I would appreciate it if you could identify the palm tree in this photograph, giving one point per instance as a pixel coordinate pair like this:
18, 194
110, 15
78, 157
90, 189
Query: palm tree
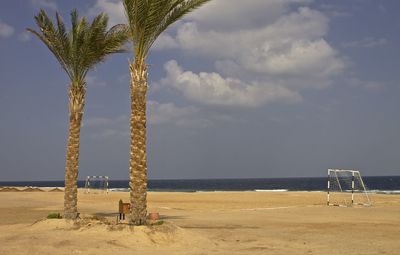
147, 19
78, 51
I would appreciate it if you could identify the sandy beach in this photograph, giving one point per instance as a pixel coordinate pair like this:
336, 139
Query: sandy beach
201, 223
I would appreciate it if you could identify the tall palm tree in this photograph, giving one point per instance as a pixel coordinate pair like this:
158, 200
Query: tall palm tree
78, 51
147, 19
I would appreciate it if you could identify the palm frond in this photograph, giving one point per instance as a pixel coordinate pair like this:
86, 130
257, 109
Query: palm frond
83, 46
147, 19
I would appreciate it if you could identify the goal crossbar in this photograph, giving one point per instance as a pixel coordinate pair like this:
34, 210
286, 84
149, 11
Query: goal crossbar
334, 176
90, 180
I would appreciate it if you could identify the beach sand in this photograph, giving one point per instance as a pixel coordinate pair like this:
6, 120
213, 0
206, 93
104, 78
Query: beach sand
201, 223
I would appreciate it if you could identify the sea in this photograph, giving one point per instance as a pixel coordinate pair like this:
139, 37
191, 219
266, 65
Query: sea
376, 184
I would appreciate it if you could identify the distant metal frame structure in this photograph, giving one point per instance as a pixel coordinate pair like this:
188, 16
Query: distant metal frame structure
353, 173
96, 177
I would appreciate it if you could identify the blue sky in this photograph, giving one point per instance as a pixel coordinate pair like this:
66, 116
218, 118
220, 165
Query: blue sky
277, 88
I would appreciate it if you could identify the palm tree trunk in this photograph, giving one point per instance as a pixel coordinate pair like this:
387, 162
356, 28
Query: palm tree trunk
76, 104
138, 162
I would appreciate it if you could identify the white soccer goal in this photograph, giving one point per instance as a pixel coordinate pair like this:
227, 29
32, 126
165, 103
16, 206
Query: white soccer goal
346, 188
96, 184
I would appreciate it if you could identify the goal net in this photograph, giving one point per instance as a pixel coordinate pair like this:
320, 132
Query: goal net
346, 188
96, 184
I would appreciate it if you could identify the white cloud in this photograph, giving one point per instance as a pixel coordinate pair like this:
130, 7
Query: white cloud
169, 113
211, 88
45, 4
368, 85
157, 114
6, 30
263, 52
259, 64
368, 42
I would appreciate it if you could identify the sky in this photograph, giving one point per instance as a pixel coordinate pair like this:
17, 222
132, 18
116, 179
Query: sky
238, 89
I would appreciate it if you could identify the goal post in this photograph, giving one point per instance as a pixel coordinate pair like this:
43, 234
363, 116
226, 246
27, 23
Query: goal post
346, 188
94, 184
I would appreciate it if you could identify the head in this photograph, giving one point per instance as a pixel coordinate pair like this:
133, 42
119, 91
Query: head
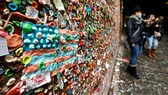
151, 17
137, 12
161, 17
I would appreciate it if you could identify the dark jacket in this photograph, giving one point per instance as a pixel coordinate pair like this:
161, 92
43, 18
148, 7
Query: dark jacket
151, 28
132, 27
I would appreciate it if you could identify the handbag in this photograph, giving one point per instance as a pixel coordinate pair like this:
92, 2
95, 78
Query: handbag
157, 34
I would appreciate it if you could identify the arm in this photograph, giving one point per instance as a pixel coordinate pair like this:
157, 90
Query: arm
129, 32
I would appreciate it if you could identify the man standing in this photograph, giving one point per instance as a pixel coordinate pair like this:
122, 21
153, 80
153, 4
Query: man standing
135, 39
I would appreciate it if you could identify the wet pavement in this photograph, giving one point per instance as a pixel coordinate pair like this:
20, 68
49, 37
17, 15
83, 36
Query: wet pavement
153, 73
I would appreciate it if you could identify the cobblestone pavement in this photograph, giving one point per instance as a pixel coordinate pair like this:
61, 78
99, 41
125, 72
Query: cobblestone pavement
153, 73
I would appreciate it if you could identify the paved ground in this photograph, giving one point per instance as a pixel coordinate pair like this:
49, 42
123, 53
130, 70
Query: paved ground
153, 72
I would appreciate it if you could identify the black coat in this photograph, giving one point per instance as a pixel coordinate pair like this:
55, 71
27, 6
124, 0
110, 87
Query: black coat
131, 28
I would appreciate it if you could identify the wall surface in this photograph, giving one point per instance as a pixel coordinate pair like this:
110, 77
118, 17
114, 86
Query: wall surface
62, 46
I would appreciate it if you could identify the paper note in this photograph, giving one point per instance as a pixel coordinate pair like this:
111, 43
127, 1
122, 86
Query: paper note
59, 5
3, 46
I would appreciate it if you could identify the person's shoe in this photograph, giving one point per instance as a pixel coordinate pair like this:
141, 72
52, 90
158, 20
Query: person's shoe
153, 53
132, 72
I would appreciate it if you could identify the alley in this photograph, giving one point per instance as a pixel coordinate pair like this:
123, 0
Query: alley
153, 72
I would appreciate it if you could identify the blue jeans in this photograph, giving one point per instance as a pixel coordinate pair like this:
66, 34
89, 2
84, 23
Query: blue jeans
135, 53
152, 42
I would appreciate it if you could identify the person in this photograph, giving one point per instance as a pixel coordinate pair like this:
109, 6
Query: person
151, 39
161, 27
135, 39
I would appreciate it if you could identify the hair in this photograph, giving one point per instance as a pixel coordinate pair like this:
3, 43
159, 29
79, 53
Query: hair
136, 9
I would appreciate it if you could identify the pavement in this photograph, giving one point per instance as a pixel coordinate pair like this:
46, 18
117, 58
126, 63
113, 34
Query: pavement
153, 73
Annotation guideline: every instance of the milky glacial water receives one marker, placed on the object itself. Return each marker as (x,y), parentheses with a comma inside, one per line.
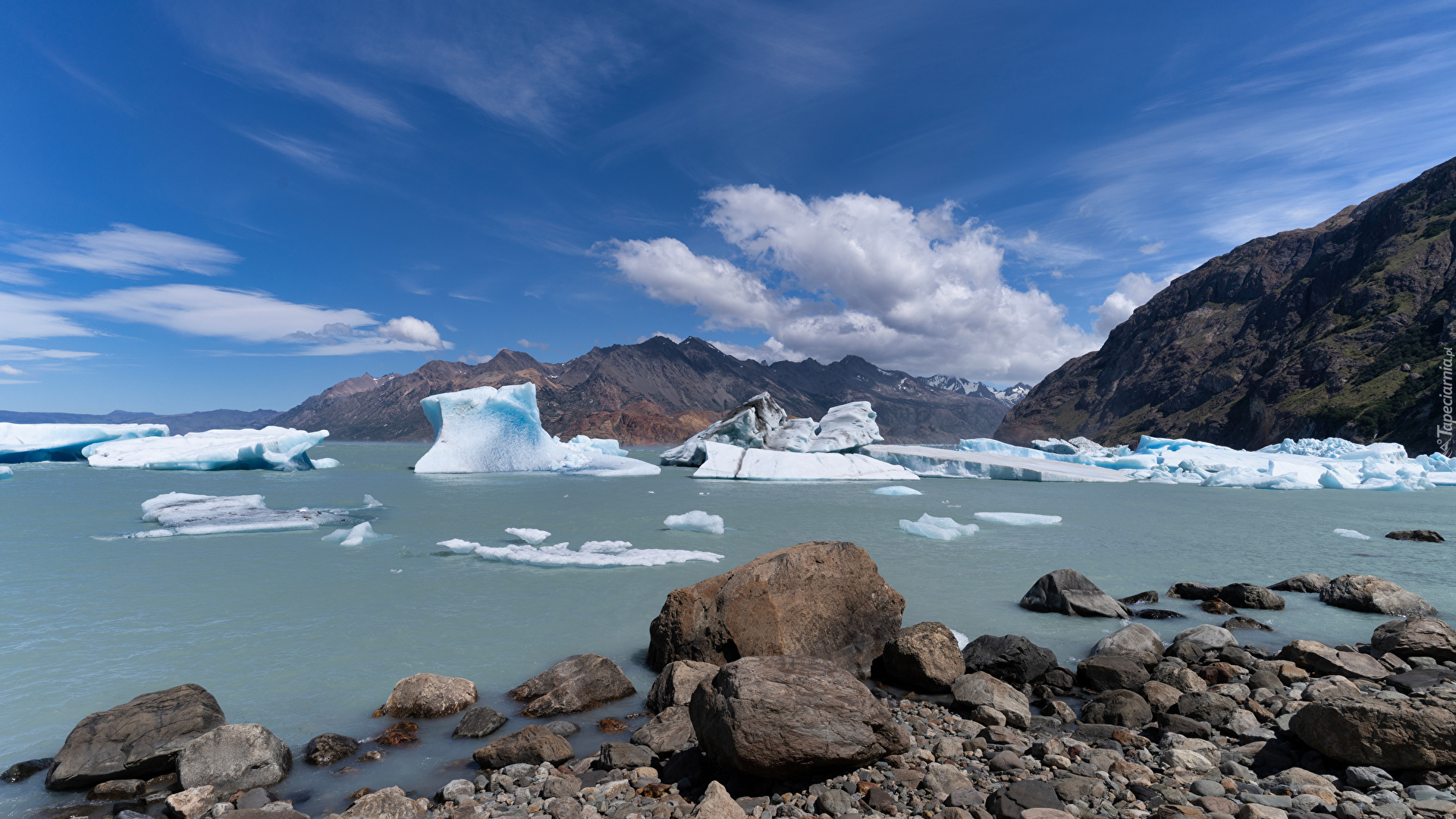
━━━━━━
* **TASK GOAL**
How many lines of the records above contain the string "black", with case counting? Reply with the number alone.

* **COMPLETE RESPONSE**
2